_TO DO_
Extract from the listing below every line from the one containing "the form [242,430]." to the one containing "Query: flower cluster", both included, and reproduce them character for character.

_EXTRACTED INFORMATION_
========

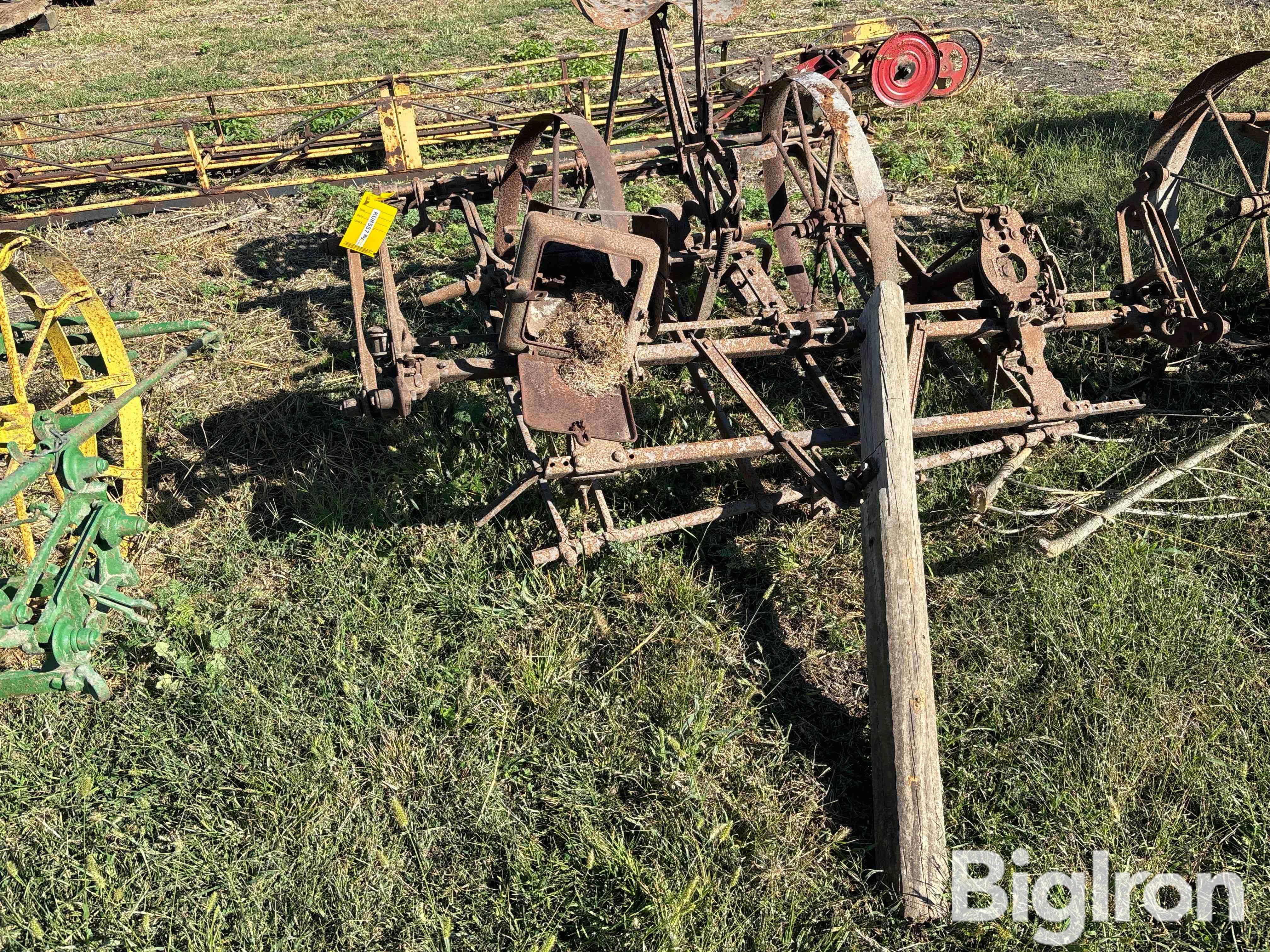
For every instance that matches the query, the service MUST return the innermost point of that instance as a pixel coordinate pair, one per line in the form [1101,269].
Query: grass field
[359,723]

========

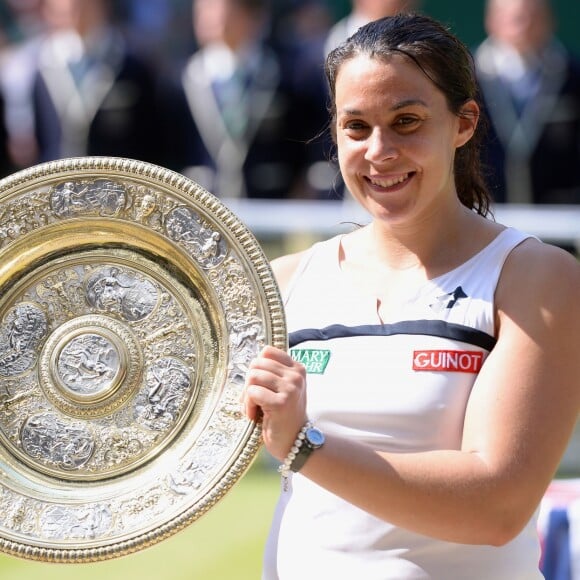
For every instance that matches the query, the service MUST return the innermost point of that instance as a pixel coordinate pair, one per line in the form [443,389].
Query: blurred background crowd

========

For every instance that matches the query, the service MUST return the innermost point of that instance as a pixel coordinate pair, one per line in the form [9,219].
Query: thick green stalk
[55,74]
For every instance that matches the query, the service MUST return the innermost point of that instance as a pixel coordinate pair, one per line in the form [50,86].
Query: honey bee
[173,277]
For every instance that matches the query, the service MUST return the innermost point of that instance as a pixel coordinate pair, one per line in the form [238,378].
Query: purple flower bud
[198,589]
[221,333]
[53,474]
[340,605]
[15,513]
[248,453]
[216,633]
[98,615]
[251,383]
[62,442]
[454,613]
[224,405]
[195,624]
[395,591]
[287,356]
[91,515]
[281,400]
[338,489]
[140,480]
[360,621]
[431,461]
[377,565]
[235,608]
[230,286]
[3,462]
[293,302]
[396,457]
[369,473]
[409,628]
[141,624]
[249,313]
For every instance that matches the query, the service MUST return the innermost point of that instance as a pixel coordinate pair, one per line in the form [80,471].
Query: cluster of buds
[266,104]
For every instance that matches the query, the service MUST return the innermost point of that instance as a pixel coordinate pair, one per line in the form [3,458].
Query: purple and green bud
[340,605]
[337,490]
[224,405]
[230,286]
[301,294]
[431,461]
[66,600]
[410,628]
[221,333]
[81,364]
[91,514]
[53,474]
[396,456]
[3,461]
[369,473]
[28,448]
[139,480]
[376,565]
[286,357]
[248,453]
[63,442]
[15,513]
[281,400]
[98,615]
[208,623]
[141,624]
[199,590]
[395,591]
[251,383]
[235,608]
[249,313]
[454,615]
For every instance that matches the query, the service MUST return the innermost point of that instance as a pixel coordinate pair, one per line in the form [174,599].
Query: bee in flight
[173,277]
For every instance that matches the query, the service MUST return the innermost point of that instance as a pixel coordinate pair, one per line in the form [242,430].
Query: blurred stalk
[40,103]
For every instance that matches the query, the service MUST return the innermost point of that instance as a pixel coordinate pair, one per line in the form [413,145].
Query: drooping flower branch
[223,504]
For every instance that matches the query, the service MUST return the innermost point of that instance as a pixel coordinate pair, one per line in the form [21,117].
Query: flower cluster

========

_COMPLETED EXERCISE_
For every instance that matches the query, the service MUST return the innermost point of that instance as a pixel coordinate pair, one per line in the form [242,430].
Query: blurred stalk
[40,103]
For every instance that matches the query, the service MUST return the innermost point of that instance as a pixel coordinate pair, one per line in the form [413,145].
Query: drooping flower branch
[223,504]
For every instance that matches the query, the service MUST return the innermost point of that instance as a pixel coordinate pair, one per line in the form [21,117].
Query: flower cluster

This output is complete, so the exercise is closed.